We are all aware of the case of Capitan de Corbeta, Rafael Acosta Arevalo, a naval officer who died while in the custody of Maduro's thugs and their Cuban advisers.

This week, the regime denied the repeated requests of Captain Acosta's family to obtain custody of his remains; and instead the regime took the body and buried the body, presumably in an attempt to conceal the evidence of his brutal mistreatment. And this would not be the first time the Maduro regime has killed a political prisoner. We all, I think, recall the horrifying events of October 2018 when the councilman Fernando Alban was, by all indications, murdered while in regime custody.

The report by the High Commissioner for Human Rights cites the killing last year, in one year, of 5,287 Venezuelans for what the regime called "resisting authority" during security operations. And from January to May of this year, another 1,569 deaths.

We support the call from the High Commissioner for Human Rights to disband the FAES, the National Police Special Action Force, which her report holds responsible for a significant portion of what the report called "extra-judicial executions."

All this is part of a wider pattern of repression. Foro Penal has reported on more than 2000 people since January of this year for political reasons. It has reported that 700, nearly 700 political prisoners are being killed. At least 38 journalists have been detained this year according to NGOs. And hundreds of Venezuelan journalists are living in exile.

One hundred eighteen Members of the National Assembly have suffered reprisals since 2016. As you know, many are in exile, or, some have sought refuge in foreign embassies, and we should stop for a moment and thank the democracies that are protecting these democratic voices in embassies in Caracas.

■ Listed records:
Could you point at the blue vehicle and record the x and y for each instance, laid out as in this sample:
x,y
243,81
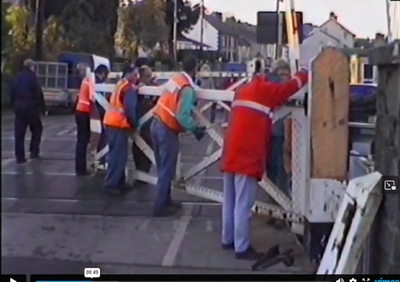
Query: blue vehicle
x,y
61,80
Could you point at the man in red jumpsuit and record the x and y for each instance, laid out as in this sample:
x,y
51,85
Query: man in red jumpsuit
x,y
244,156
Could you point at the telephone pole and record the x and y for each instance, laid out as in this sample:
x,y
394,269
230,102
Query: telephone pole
x,y
202,26
39,12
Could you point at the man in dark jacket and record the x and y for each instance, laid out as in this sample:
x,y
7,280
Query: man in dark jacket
x,y
28,103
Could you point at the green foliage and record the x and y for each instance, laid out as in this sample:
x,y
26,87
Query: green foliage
x,y
142,24
54,41
21,37
188,15
5,27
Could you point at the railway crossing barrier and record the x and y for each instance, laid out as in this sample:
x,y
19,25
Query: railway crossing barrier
x,y
318,141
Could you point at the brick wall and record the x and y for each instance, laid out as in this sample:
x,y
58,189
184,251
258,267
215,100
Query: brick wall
x,y
385,243
386,238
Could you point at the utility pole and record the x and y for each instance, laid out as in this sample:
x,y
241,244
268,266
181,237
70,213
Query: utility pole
x,y
39,29
175,30
279,44
202,26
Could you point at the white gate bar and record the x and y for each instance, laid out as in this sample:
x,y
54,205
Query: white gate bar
x,y
352,226
202,165
201,74
202,94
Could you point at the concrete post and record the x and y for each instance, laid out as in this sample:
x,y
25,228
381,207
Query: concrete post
x,y
386,235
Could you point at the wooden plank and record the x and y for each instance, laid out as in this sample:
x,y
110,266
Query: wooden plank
x,y
329,114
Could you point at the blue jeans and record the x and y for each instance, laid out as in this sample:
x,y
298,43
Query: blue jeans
x,y
239,198
166,150
117,157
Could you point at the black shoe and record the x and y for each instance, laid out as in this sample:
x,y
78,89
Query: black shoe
x,y
228,247
250,254
175,205
113,191
35,156
165,212
21,161
127,187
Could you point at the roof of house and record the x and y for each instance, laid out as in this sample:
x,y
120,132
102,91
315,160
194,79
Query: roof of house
x,y
355,51
363,43
323,32
219,25
230,28
181,37
338,23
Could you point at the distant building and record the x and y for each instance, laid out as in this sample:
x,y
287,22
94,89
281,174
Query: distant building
x,y
330,33
234,41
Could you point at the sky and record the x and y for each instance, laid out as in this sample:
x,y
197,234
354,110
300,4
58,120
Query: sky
x,y
363,17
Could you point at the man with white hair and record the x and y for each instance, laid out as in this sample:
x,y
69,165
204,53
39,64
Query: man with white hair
x,y
28,103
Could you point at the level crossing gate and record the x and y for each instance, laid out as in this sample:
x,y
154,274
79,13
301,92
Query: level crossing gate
x,y
318,144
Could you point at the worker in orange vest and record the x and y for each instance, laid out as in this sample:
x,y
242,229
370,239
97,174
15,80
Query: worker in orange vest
x,y
120,119
172,116
82,118
243,159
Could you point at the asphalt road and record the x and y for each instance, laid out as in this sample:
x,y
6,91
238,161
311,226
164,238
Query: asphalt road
x,y
54,222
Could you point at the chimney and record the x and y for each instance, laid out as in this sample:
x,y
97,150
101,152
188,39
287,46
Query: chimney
x,y
379,40
218,15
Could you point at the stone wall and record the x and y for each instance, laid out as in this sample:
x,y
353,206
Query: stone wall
x,y
385,243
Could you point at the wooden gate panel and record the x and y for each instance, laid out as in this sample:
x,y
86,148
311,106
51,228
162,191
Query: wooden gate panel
x,y
329,114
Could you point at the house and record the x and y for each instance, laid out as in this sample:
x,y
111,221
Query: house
x,y
330,33
194,38
250,48
233,40
334,28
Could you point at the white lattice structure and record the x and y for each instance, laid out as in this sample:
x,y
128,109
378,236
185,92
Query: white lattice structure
x,y
290,210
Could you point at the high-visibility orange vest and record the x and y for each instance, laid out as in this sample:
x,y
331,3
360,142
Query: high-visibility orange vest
x,y
167,105
115,115
84,96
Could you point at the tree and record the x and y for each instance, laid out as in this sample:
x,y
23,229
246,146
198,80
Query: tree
x,y
142,24
89,25
21,40
54,41
188,16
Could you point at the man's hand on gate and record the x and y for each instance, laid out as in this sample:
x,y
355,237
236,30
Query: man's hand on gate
x,y
199,132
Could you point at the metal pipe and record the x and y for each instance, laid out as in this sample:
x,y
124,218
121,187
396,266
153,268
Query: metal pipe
x,y
202,25
175,30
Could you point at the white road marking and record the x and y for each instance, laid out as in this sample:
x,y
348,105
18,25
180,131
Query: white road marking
x,y
176,242
63,132
144,224
35,173
64,139
209,227
6,162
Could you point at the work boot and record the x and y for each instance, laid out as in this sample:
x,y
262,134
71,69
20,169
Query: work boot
x,y
165,212
175,205
82,173
22,161
228,247
113,191
249,254
35,156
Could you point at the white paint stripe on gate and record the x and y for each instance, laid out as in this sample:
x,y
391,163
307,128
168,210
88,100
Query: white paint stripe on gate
x,y
200,176
66,138
65,131
35,173
176,242
6,162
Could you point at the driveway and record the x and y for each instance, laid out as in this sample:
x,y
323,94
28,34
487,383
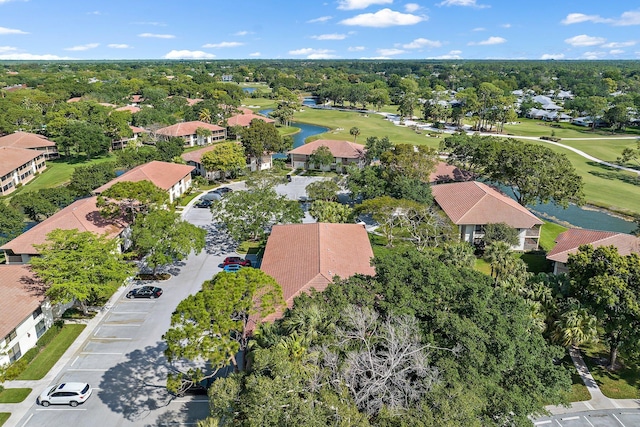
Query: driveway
x,y
122,355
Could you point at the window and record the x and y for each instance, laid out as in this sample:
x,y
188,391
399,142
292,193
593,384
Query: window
x,y
37,312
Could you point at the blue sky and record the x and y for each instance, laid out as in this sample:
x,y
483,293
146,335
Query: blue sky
x,y
316,29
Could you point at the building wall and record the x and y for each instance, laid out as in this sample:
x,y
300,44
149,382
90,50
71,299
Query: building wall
x,y
26,334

■ Request:
Continue the remarks on political repression in Venezuela, starting right after their final sentence.

■ In response:
The arrest of the first vice president of the National Assembly, Edgar Zambrano, and National Assembly deputy Juan Requesens demonstrates how far the regime will go to stifle any dissent.

The United States calls on the democracies of the world to join us in condemning all of these violations of human rights. And we appeal to countries that have not yet formally recognized Juan Guaido as Interim President to do so as soon as possible, as Greece did this week, and call upon them to withdraw any remaining support for the regime's de facto hold on power.   

As you know, as a result of the corruption, mismanagement, and repression, more than four million Venezuelans have had to leave their homeland. And, unless there's change in Venezuela soon enough it will be five million.

The burden on neighboring countries is very great and growing. And I want to state our thanks to the governments of those countries, especially Colombia, Peru, Ecuador, Brazil, and the islands that are part of the Kingdom of the Netherlands, for their generosity toward Venezuelan migrants and refugees.

The United States also supports the ongoing work of the Inter-American Commission on Human Rights and the mechanisms it has established to support human rights and democracy in Venezuela.

Immured to the full implementation of the recommendation issued by the commission for the people of Venezuela, we welcome the historic announcement this week that the Commission on Human Rights will be visiting Venezuela -- the first time in over a decade.

To conclude, I would just say no dictatorship lasts forever; yet every day the illegitimate Maduro regime persists is also another day of repression, another day of torture and suffering and humiliation for the Venezuelan people. So we must all come together and support the people of Venezuela in their quest for an immediate end to these terrible and violent human rights violations, these acts of repression, and support them in their quest for a restoration of democracy for their country.

Thank you.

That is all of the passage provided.